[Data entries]
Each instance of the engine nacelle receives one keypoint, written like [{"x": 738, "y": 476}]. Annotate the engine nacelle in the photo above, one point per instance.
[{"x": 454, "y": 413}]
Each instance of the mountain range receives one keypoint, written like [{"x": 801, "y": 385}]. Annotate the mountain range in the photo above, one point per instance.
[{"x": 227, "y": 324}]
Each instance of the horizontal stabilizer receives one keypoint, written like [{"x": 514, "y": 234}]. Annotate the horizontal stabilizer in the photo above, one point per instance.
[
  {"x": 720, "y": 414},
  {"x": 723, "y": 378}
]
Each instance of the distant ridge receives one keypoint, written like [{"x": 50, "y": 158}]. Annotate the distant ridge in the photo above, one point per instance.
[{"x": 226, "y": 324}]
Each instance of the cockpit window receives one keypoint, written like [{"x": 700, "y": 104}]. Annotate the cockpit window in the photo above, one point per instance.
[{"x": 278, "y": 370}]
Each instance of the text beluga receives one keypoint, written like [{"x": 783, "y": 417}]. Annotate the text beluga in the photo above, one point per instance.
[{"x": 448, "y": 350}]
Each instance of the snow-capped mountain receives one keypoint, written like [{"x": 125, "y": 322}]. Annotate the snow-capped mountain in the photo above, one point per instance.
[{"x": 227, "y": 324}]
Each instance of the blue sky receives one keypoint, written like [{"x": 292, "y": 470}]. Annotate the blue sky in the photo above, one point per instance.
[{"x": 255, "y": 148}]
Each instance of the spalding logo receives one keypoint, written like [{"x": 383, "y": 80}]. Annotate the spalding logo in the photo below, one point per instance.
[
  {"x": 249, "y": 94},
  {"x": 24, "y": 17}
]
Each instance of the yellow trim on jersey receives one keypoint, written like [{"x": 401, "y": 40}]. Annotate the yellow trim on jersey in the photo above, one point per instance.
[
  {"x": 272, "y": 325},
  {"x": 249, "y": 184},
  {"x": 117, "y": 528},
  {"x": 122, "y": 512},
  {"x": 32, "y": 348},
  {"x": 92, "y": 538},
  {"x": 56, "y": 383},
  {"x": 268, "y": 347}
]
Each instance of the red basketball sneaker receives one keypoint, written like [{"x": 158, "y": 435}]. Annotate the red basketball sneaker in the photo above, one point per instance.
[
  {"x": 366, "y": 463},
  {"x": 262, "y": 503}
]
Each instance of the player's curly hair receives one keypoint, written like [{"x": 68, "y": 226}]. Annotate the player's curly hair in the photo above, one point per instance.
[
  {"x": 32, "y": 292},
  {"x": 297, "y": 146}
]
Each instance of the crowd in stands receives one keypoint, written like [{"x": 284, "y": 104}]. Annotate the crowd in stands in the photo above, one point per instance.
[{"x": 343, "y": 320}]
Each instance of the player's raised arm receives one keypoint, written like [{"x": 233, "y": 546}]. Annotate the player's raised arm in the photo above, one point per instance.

• [OBJECTIVE]: In the records above, return only the line that contains "Each instance of the player's curly" and every line after it through the last, exactly as they appear.

• [SOLVED EXERCISE]:
Each instance of the player's curly hair receives one keypoint, written like [{"x": 68, "y": 226}]. Annotate the player's curly hair in the photo above, one point per instance.
[
  {"x": 32, "y": 292},
  {"x": 297, "y": 146}
]
Each instance of the crowd in stands receives one keypoint, written like [{"x": 284, "y": 104}]. Annotate the crowd in stands in the photo above, one point per instance.
[{"x": 343, "y": 320}]
Each instance of the player's raised arm receives one keypoint, written like [{"x": 233, "y": 546}]. Annotate the player's raised arm in the photo above, one point per instance.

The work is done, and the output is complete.